**Prompt**
Pictures do not belong in the output. Reproduce exactly the lines from the start of the records through the line with "Exercise. Annotate the stone fireplace".

- Opening Delimiter -

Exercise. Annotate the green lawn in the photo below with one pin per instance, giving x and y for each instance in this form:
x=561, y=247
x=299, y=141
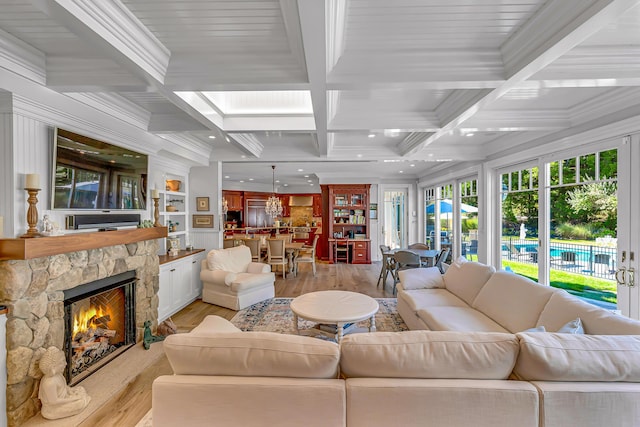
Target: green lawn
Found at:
x=576, y=284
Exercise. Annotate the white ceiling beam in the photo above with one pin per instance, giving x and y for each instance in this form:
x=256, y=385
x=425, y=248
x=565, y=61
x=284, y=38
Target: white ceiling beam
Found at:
x=249, y=144
x=537, y=51
x=111, y=26
x=313, y=20
x=22, y=58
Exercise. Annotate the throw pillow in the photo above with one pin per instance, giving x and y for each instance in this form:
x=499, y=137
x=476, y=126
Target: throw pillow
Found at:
x=573, y=327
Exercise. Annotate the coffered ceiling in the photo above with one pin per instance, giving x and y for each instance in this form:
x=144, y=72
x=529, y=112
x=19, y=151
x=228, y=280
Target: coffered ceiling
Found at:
x=370, y=90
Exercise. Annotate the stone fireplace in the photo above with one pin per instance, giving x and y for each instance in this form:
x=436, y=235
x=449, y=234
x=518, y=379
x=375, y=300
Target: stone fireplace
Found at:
x=35, y=290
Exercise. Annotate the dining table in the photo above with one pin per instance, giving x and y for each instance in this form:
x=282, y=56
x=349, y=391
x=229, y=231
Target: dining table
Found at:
x=427, y=256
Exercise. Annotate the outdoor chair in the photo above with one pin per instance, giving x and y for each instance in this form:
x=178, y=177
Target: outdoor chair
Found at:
x=419, y=246
x=441, y=258
x=404, y=260
x=388, y=265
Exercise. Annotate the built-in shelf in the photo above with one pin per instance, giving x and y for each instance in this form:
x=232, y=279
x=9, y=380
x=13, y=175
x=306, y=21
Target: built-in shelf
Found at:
x=52, y=245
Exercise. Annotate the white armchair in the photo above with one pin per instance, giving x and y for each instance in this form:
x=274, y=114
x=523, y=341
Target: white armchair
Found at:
x=230, y=279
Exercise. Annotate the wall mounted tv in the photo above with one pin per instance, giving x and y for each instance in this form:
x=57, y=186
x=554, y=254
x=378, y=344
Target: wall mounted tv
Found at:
x=95, y=175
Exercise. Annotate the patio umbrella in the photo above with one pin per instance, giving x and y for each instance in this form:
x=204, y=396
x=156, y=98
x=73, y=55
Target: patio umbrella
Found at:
x=446, y=206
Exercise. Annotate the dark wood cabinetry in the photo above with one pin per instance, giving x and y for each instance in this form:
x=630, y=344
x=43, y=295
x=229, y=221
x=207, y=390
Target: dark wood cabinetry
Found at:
x=346, y=217
x=235, y=200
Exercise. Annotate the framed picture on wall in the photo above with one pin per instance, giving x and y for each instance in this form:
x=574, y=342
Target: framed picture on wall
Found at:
x=202, y=203
x=202, y=221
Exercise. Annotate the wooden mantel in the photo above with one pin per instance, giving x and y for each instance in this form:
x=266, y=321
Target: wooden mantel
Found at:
x=53, y=245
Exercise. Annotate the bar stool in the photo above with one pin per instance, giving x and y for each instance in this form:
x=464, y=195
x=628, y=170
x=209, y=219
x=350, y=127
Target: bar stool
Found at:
x=341, y=251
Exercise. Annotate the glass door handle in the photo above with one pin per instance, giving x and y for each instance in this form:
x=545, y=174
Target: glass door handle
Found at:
x=622, y=281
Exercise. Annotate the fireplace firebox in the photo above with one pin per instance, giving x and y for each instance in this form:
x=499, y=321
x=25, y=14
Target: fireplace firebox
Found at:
x=99, y=323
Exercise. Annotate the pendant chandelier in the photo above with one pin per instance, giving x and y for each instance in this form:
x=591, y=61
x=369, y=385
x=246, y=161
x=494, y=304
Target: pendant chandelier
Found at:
x=274, y=205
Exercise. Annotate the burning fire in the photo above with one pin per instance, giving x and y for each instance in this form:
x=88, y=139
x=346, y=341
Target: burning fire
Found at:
x=84, y=320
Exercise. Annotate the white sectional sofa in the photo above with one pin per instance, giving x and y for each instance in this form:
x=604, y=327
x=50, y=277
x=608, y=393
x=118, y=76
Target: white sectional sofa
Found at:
x=472, y=296
x=481, y=371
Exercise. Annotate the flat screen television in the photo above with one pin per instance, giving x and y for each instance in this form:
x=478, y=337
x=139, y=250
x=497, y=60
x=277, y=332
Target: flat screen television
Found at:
x=95, y=175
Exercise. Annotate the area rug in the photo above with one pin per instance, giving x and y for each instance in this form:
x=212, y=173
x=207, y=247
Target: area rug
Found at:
x=274, y=315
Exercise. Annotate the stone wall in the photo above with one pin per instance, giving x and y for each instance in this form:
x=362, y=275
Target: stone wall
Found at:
x=33, y=291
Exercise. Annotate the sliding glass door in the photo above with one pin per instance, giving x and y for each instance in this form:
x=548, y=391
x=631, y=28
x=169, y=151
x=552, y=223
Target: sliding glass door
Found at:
x=394, y=218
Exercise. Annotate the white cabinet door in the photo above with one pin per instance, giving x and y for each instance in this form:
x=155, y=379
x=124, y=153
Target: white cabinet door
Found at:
x=196, y=283
x=165, y=291
x=181, y=284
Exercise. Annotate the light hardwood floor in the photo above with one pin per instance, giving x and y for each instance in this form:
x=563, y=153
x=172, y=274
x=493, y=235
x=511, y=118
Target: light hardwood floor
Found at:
x=128, y=407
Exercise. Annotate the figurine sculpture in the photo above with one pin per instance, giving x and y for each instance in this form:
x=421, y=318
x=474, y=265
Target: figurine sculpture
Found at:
x=148, y=337
x=58, y=399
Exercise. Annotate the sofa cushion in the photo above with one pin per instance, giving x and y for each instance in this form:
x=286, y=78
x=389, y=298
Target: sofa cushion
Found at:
x=563, y=307
x=513, y=301
x=212, y=324
x=457, y=319
x=569, y=357
x=244, y=281
x=265, y=354
x=234, y=259
x=421, y=278
x=429, y=354
x=466, y=279
x=421, y=298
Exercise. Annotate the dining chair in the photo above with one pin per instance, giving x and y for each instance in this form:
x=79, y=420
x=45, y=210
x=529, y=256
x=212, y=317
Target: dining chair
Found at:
x=307, y=254
x=276, y=255
x=404, y=260
x=254, y=245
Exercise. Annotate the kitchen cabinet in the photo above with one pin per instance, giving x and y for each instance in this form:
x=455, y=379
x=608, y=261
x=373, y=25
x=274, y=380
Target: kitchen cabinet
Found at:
x=346, y=217
x=235, y=200
x=317, y=205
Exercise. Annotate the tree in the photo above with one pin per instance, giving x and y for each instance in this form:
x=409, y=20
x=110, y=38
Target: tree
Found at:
x=598, y=201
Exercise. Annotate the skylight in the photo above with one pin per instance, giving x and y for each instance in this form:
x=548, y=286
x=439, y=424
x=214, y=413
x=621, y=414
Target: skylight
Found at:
x=264, y=102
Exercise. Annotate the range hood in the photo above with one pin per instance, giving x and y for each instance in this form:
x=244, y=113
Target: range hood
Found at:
x=301, y=201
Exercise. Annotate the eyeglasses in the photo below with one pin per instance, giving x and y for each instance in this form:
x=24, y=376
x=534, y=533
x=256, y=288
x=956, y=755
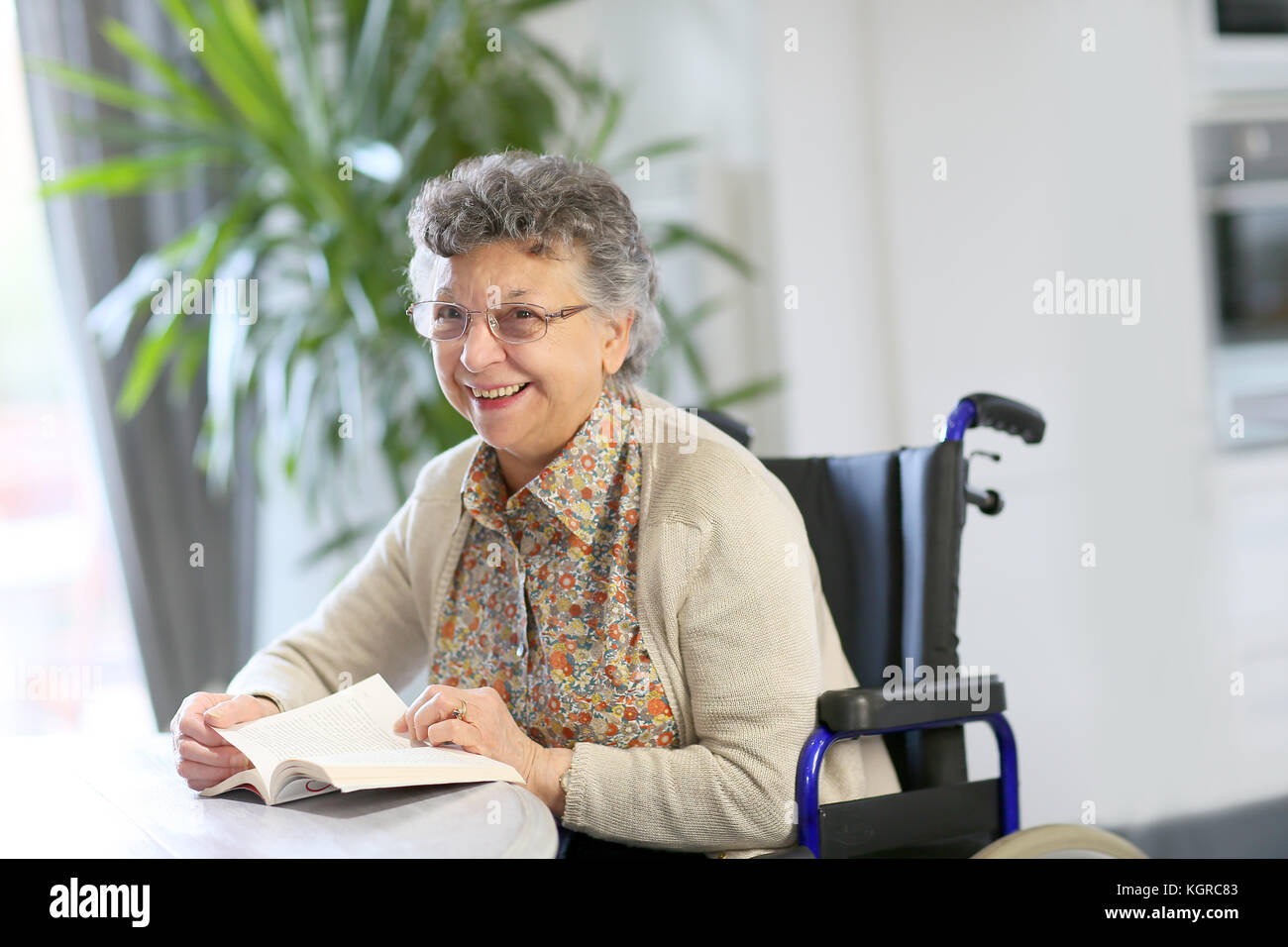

- Closing Delimiter -

**Reply**
Exercise. Annotate the green lawn in the photo below with one pin per instance, giving x and y for each instance in this form:
x=561, y=247
x=299, y=141
Target: green lawn
Found at:
x=576, y=284
Exercise. Annotate the white ceiling beam in the photo above with one pin per instance, giving x and y for each instance in this form:
x=256, y=385
x=425, y=248
x=565, y=61
x=284, y=38
Target: white ceiling beam
Found at:
x=249, y=144
x=537, y=51
x=111, y=26
x=313, y=20
x=22, y=58
Exercise. Annotate the throw pillow in the photo above with one pin per instance, giving x and y for each instance in this form:
x=499, y=137
x=476, y=126
Target: throw pillow
Found at:
x=573, y=327
Exercise. Annotate the coffered ceiling in the photo above with one pin per instance, giving x and y for each instance in this form:
x=144, y=72
x=529, y=112
x=19, y=151
x=228, y=280
Target: coffered ceiling
Found at:
x=370, y=90
Exercise. Annotate the stone fireplace in the photo above with one pin per instance, giving x and y for each instance in this form:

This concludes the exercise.